### TASK TO COMPLETE
Locate each line with the string "wall" in the listing below and copy it.

### RECORDS FOR THE TASK
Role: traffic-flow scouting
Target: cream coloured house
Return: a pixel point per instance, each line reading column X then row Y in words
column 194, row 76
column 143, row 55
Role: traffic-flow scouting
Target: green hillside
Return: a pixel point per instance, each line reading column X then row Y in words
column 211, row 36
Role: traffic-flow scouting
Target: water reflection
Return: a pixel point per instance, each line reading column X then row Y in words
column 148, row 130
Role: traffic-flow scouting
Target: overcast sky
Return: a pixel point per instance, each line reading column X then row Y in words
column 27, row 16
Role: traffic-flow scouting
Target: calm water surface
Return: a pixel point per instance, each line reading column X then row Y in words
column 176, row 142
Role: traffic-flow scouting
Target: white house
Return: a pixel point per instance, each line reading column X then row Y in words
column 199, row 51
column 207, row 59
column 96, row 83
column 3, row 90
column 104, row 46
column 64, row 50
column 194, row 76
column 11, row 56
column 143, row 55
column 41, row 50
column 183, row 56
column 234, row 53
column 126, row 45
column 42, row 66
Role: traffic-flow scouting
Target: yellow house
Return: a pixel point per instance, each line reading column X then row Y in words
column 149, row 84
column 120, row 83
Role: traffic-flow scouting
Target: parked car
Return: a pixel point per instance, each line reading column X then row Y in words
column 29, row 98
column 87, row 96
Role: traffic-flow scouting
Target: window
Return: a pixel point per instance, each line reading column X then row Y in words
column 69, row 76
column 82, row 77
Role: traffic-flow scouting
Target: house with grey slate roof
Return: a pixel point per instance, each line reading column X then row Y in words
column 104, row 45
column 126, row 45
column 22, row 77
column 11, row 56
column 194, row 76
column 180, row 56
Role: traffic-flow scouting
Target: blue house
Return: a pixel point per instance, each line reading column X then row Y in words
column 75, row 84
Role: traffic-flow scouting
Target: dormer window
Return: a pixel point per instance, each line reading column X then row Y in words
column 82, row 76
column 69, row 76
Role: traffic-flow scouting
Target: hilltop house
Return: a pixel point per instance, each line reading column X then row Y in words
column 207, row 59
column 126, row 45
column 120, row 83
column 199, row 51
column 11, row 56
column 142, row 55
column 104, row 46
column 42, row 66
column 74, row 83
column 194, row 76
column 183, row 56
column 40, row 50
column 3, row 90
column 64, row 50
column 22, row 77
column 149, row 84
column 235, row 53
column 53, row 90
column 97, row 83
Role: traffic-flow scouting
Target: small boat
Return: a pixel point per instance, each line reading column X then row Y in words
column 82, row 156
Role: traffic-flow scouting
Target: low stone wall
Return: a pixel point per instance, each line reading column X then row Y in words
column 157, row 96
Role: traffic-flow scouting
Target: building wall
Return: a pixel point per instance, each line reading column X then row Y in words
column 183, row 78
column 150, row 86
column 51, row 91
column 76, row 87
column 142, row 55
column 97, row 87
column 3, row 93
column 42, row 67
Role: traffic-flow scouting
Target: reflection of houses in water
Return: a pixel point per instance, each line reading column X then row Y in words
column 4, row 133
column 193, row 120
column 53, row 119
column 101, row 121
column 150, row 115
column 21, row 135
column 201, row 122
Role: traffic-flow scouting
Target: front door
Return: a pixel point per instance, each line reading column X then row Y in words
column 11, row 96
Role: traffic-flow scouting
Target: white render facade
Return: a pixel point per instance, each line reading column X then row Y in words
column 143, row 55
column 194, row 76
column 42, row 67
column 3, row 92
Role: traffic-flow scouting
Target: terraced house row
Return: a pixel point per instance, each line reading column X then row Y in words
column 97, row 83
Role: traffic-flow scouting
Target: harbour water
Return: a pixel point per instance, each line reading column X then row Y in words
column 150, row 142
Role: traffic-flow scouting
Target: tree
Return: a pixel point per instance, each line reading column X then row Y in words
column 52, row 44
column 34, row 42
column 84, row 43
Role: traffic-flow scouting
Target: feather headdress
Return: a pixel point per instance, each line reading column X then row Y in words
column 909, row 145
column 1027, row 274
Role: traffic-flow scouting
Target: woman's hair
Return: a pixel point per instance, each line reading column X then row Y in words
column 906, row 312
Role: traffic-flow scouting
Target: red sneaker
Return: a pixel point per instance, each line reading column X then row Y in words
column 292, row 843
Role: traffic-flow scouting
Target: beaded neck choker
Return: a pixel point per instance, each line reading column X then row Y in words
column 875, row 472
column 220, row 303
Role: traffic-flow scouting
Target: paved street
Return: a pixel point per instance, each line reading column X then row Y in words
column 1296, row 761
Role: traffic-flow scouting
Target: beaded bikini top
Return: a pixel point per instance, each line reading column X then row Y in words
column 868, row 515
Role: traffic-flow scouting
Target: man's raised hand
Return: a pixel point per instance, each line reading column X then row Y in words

### COMPLETED TASK
Target: low stone wall
Target: building wall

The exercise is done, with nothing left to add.